## Problem A
In the Marrakech rest-day entry, quote the text between "There are many" and "just outside Europe.", inclusive.
## Problem B
Answer from the Marrakech rest-day entry:
(i) On what date was the rest day in Marrakech?
(ii) What does the entry call the most important aspect that makes Marrakech worth seeing?
(iii) For which activities does the entry recommend a visit?

Day 72

10. July 2000, Rest Day in Marrakech

There are many aspects making Marrakech worthwhile seeing. The most important is the unique atmosphere of an oriental city with a large bazaar and busy life. People are wearing their traditional clothes, behave in their traditional ways and keep their houses in traditional style without paying much regard to the latest European fashions. Moroccans are very skilled artists and many of their goods, houses, even their food is embellished marvelously. So we can only recommend a visit to Marrakech for shopping, dining and breathing in the different atmosphere - just outside Europe.

## Information supplied
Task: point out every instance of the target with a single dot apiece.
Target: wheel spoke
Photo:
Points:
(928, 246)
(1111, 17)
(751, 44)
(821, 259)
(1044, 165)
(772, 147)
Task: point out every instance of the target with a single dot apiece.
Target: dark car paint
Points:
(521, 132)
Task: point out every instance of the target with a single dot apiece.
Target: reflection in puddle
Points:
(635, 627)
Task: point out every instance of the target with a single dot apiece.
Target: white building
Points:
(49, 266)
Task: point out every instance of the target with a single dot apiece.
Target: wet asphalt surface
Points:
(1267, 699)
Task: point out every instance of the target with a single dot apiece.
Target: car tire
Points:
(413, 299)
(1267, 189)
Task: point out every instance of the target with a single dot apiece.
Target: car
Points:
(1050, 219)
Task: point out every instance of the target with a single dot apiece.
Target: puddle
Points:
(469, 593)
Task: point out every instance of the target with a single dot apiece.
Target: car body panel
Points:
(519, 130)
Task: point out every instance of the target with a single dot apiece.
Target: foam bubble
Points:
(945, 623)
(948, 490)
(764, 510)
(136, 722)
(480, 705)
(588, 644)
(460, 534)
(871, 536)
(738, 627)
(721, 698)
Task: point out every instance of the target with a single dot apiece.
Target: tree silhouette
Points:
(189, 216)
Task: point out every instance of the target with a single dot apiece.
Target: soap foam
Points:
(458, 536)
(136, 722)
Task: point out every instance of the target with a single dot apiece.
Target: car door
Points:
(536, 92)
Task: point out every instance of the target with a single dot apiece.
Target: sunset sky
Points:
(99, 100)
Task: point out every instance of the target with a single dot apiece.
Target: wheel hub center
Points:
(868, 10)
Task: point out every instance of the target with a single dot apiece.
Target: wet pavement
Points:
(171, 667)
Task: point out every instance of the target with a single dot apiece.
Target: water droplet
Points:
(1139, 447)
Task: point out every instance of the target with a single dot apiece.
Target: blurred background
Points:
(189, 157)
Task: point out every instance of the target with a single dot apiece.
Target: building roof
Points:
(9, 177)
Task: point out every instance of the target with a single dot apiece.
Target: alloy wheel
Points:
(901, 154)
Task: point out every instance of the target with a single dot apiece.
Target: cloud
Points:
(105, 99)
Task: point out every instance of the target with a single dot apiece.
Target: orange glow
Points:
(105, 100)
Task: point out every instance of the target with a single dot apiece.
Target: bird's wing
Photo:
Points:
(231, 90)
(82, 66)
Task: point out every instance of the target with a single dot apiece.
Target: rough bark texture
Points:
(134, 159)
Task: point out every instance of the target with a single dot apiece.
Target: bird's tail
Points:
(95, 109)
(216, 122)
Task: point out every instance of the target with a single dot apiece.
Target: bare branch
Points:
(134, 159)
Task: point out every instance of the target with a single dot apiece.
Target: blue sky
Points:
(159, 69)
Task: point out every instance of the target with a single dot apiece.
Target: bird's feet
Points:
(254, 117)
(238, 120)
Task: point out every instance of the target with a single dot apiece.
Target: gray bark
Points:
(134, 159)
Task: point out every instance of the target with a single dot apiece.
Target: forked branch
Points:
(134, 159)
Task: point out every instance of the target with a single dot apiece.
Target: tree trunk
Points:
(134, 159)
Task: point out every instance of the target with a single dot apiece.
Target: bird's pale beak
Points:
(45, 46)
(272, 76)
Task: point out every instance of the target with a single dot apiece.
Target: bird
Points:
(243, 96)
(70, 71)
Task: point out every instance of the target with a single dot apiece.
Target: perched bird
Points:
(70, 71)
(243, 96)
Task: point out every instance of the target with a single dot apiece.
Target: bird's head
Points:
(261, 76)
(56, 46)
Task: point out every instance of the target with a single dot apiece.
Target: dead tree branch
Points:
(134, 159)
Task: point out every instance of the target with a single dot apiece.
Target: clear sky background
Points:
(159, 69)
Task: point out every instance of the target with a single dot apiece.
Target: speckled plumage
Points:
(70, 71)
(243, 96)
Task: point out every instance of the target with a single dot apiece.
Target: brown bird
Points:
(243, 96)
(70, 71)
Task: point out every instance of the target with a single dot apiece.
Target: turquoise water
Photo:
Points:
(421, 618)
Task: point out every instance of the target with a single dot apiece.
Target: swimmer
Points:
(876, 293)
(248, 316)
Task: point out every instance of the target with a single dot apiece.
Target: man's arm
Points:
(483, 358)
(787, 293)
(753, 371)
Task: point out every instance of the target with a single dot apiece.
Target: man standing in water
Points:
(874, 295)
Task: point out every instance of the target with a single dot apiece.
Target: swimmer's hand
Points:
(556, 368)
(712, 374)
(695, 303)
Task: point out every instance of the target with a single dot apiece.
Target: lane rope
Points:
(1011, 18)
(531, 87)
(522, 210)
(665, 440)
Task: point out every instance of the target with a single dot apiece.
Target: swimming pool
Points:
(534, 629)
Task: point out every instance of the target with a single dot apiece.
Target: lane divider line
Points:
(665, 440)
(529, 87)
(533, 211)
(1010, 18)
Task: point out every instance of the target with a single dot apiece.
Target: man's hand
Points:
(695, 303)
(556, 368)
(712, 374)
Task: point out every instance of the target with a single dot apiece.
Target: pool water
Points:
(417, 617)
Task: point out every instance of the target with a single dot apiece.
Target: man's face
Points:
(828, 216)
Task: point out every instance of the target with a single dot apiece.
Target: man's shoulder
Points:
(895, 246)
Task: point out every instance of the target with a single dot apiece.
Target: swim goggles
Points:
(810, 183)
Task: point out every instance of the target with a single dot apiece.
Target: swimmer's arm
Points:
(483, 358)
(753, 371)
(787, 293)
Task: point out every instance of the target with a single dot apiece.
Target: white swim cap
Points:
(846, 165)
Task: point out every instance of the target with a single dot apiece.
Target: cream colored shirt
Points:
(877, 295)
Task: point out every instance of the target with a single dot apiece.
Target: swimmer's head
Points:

## Task result A
There are many aspects making Marrakech worthwhile seeing. The most important is the unique atmosphere of an oriental city with a large bazaar and busy life. People are wearing their traditional clothes, behave in their traditional ways and keep their houses in traditional style without paying much regard to the latest European fashions. Moroccans are very skilled artists and many of their goods, houses, even their food is embellished marvelously. So we can only recommend a visit to Marrakech for shopping, dining and breathing in the different atmosphere - just outside Europe.

## Task result B
(i) 10 July 2000.
(ii) The unique atmosphere of an oriental city with a large bazaar and busy life.
(iii) Shopping, dining and breathing in the different atmosphere.